▶ Problem description
Every line from the line containing "Target: shoulder" through the final line of the data is to be printed exactly; no other line is to appear.

---------- Supplied entries

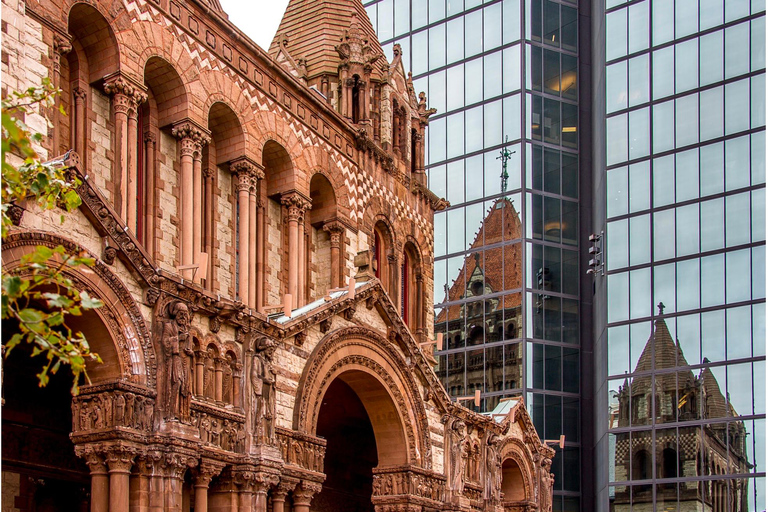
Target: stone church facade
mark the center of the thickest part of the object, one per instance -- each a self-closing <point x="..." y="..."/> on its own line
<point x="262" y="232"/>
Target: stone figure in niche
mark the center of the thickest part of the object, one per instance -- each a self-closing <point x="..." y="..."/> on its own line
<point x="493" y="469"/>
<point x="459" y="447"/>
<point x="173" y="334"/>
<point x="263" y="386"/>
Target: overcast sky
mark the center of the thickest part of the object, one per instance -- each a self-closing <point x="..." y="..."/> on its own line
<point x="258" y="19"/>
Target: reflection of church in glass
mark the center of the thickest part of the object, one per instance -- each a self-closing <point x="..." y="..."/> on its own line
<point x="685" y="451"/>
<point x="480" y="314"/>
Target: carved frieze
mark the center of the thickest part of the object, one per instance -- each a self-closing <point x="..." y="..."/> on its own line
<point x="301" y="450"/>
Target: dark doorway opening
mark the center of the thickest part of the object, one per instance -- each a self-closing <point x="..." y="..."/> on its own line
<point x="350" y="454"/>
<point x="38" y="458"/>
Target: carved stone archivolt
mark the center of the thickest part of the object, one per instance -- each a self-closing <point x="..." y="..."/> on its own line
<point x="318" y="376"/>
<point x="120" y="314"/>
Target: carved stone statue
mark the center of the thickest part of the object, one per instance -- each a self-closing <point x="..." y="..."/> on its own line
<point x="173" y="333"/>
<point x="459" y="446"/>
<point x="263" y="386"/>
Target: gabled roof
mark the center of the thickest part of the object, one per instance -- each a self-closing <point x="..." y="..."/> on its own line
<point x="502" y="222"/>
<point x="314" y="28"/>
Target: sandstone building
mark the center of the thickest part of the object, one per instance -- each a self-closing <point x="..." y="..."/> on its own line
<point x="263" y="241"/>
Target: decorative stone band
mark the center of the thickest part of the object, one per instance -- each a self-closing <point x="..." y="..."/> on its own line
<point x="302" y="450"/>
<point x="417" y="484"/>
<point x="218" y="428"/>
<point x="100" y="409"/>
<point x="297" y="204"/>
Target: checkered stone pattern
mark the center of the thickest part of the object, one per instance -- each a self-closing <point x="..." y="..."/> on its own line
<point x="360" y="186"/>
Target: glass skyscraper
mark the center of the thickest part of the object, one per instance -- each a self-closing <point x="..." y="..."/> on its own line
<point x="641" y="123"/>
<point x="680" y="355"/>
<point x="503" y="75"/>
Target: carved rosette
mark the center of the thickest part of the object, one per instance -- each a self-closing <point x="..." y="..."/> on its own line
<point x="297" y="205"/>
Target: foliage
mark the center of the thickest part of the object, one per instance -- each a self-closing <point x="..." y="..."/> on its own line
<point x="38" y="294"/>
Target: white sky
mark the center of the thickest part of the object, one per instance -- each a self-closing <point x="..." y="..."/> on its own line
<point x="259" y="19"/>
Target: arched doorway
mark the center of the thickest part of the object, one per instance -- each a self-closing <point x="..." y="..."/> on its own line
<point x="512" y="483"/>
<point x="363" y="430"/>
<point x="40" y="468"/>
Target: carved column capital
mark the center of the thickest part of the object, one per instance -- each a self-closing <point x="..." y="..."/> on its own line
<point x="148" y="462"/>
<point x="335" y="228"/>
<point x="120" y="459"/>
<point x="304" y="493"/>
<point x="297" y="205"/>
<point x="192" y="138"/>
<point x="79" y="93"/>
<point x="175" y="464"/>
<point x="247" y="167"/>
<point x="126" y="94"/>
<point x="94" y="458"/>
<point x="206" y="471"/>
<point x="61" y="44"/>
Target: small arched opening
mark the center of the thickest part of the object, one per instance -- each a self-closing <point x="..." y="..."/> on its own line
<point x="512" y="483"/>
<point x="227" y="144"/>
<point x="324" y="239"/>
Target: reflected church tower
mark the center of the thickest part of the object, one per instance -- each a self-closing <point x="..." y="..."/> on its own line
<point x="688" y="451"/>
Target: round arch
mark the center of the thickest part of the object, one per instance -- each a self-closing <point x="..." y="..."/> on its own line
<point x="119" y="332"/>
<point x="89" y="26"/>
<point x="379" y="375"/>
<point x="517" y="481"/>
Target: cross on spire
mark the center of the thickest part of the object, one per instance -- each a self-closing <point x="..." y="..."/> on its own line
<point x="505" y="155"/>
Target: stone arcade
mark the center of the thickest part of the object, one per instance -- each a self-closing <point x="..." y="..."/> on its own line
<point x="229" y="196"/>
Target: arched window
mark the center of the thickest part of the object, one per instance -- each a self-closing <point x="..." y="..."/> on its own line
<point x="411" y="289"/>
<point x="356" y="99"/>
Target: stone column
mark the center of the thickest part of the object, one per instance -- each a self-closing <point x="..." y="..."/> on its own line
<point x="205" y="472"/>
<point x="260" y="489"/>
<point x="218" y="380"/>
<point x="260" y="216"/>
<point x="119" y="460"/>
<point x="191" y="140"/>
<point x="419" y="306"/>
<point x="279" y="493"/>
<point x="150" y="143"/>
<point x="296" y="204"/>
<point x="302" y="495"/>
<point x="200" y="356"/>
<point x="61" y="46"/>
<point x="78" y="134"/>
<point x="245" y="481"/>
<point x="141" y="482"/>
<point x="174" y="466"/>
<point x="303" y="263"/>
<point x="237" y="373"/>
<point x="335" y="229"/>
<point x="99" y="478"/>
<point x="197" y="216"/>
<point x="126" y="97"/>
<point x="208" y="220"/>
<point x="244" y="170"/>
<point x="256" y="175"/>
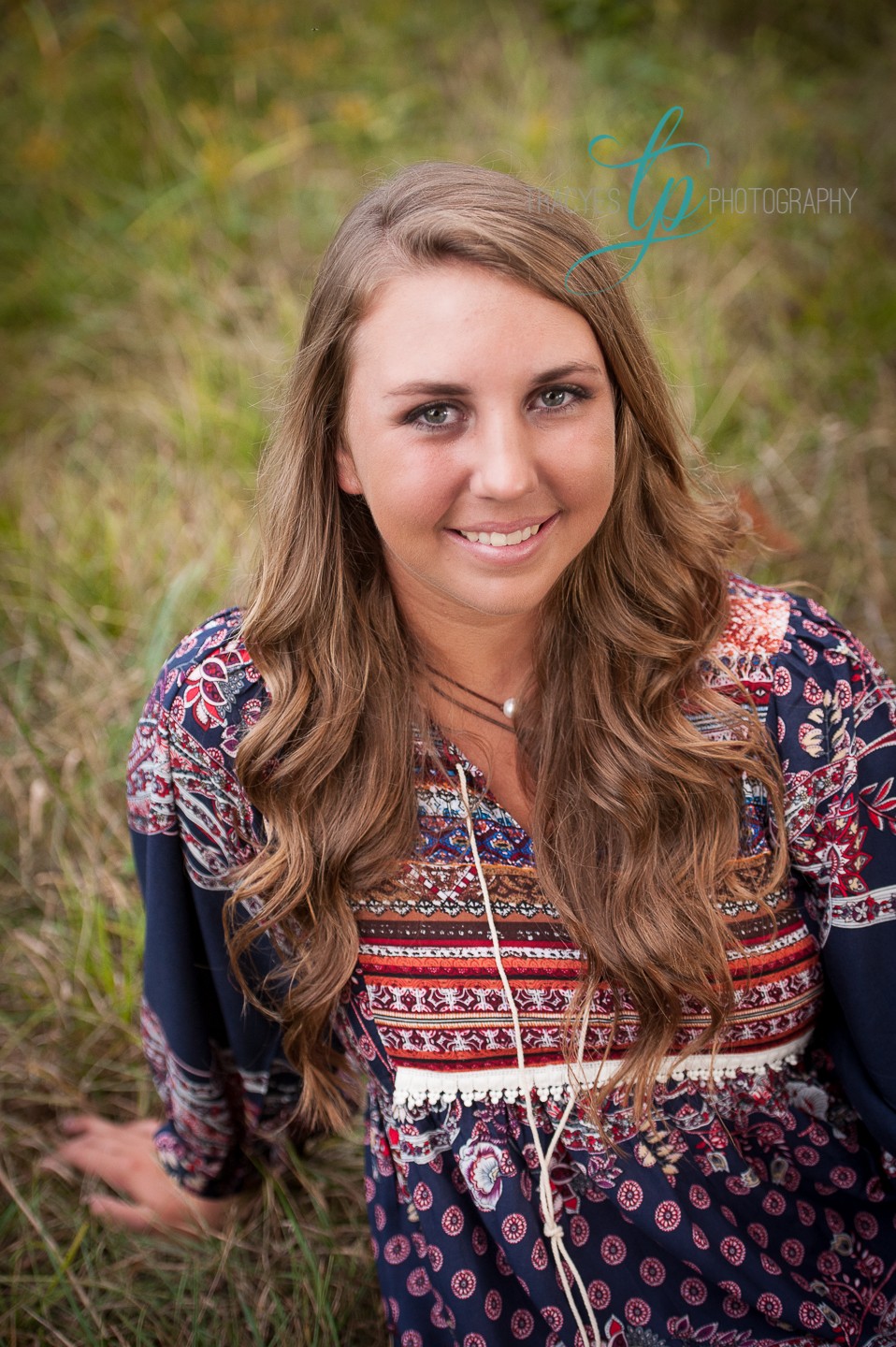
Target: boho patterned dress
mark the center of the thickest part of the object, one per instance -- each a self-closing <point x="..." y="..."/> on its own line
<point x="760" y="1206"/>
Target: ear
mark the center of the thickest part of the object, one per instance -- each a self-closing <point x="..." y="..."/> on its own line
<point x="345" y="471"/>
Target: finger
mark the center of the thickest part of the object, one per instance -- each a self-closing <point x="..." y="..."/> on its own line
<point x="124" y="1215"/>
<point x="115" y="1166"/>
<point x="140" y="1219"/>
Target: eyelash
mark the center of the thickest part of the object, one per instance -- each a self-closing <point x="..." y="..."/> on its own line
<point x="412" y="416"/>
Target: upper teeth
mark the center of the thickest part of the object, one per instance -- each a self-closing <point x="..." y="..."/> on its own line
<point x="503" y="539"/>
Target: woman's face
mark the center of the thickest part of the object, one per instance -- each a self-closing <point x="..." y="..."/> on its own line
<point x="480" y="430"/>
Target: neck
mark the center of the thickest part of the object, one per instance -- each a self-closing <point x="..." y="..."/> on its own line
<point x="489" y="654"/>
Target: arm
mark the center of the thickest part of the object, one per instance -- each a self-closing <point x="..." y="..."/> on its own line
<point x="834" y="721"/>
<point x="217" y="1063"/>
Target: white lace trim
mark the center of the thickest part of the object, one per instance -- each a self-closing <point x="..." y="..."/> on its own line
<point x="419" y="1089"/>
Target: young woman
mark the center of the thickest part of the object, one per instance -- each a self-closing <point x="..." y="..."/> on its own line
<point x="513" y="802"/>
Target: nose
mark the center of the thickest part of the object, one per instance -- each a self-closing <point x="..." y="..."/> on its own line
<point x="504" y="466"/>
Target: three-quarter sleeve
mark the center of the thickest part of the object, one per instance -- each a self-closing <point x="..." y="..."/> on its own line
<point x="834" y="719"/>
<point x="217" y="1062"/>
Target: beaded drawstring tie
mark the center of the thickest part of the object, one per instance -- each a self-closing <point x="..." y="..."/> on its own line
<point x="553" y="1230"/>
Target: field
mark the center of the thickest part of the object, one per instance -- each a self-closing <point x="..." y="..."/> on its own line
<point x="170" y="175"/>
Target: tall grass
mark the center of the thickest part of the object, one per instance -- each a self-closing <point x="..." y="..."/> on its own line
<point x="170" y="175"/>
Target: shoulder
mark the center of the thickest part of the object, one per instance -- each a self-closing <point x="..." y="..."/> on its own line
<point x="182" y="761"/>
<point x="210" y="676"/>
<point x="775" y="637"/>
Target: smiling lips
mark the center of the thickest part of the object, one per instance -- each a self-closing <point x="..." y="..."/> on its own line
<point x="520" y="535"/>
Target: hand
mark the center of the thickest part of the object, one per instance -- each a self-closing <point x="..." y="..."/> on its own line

--------------------

▶ Solved exercise
Target: shoulder
mark the center of the thickest part of the object, one per instance -- each a self-closing <point x="..." y="..."/> on its own line
<point x="182" y="761"/>
<point x="210" y="676"/>
<point x="775" y="637"/>
Target: smiling lips
mark the center of the thickest part of the object, one per instance -- each a self-closing <point x="..." y="..."/> on its own line
<point x="520" y="535"/>
Target: hand
mark the center of the thickest part of the object, one per instance -- each a self-closing <point x="..." y="..."/> on its own line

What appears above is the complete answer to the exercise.